[EXERCISE BRIEF] Nothing other than the lines from the one containing "Reviewer note: every instance of the beige" through the close of the entries below should be printed, each exactly.

[Named object pointing entries]

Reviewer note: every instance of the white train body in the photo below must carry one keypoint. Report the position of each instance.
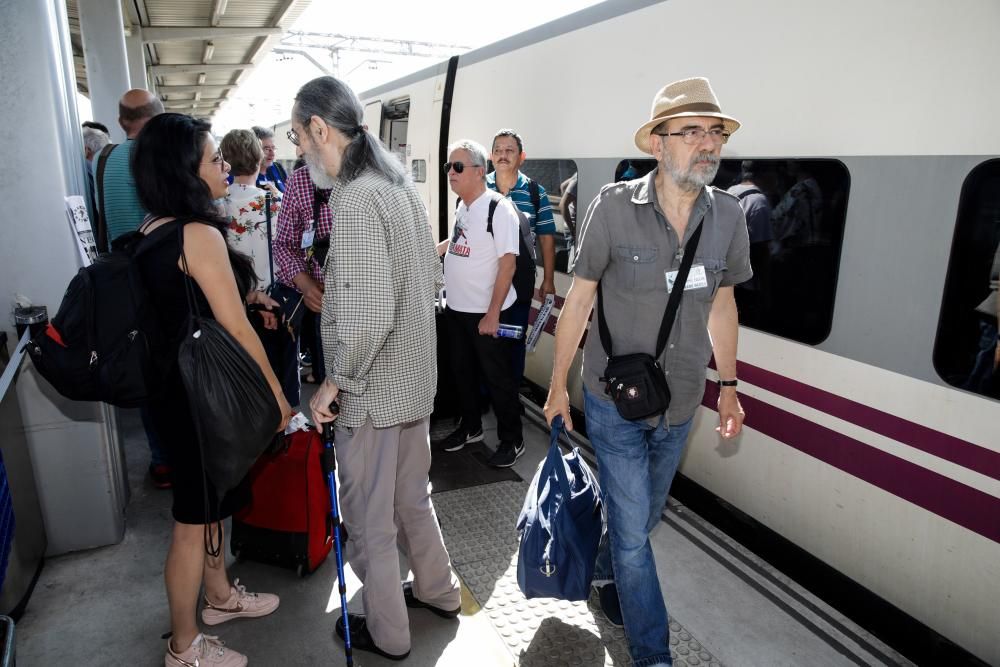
(856, 449)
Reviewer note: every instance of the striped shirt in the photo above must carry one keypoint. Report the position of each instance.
(122, 211)
(541, 220)
(294, 219)
(377, 323)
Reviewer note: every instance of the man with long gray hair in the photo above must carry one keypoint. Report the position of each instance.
(377, 325)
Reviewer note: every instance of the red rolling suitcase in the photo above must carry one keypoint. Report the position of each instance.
(288, 521)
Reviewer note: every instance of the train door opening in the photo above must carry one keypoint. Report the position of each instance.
(396, 115)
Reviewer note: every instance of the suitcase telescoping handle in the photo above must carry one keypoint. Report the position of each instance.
(330, 470)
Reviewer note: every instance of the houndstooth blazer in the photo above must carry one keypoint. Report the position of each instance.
(381, 278)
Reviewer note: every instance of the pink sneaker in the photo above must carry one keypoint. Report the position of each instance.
(205, 651)
(239, 605)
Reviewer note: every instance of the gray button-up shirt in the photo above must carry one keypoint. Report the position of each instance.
(381, 278)
(627, 245)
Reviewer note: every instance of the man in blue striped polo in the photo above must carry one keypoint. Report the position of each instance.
(531, 200)
(122, 212)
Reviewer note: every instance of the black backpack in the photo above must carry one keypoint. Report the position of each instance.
(102, 343)
(524, 268)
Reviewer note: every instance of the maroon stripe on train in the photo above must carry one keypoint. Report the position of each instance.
(948, 447)
(949, 499)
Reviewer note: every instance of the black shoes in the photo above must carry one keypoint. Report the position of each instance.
(361, 638)
(413, 602)
(607, 595)
(507, 453)
(460, 438)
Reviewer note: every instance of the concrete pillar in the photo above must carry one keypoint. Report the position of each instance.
(107, 64)
(38, 257)
(136, 59)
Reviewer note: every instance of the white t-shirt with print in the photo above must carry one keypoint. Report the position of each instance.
(472, 260)
(247, 228)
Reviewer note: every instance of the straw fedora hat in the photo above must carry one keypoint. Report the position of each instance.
(687, 97)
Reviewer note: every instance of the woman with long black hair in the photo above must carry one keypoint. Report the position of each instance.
(180, 173)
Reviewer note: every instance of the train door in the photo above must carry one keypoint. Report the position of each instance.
(373, 117)
(396, 116)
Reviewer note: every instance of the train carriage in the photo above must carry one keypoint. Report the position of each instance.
(862, 447)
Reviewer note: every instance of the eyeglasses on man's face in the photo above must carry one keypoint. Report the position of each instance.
(695, 135)
(458, 166)
(217, 160)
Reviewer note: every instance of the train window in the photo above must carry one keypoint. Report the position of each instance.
(796, 219)
(965, 350)
(558, 177)
(419, 170)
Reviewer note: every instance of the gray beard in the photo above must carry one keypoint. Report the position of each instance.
(317, 173)
(689, 180)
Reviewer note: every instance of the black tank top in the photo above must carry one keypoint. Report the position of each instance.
(164, 282)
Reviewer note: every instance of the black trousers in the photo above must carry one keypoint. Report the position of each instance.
(475, 357)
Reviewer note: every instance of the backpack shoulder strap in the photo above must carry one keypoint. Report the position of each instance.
(100, 226)
(536, 197)
(746, 193)
(489, 216)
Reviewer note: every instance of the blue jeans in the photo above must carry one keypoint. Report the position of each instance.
(636, 463)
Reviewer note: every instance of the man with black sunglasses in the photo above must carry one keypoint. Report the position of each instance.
(478, 270)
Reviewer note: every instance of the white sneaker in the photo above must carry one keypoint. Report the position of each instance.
(239, 605)
(205, 651)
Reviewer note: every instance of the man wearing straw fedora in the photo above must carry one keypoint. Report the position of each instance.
(632, 244)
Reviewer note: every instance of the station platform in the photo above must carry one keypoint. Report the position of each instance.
(108, 606)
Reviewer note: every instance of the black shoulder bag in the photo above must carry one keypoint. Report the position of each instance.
(635, 382)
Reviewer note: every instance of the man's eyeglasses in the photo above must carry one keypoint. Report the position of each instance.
(458, 166)
(695, 135)
(217, 159)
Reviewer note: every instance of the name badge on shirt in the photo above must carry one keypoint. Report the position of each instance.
(696, 278)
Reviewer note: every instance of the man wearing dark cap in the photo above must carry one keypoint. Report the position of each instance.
(632, 244)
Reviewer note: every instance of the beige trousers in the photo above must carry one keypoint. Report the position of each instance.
(385, 500)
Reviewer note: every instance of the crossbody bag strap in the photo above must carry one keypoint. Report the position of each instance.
(675, 294)
(672, 303)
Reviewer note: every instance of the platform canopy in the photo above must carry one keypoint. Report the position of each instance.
(196, 52)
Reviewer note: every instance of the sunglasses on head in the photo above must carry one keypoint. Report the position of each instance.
(459, 167)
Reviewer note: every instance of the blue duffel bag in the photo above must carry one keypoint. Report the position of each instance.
(561, 524)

[WRITTEN RESPONSE]
Reviewer note: every instance of the beige trousers in the photo above must carry one keypoint. Report the position of each instance.
(385, 500)
Reviewer note: every instance of the crossbody bag strap in the photo above must carry one keypoint. Report the position of each instance.
(675, 294)
(672, 303)
Reviewer note: every instance of the platform canopy in the photo above must carry one keypoint. Report the position of each instance.
(196, 52)
Reviewer note: every instance of the sunglasses on head in the photo above must carry one keypoint. Report the position of each instance.
(459, 167)
Reviewer note: every instance of the blue duffel bag in the photo above must carry one keypoint. Report the position of each instance.
(561, 524)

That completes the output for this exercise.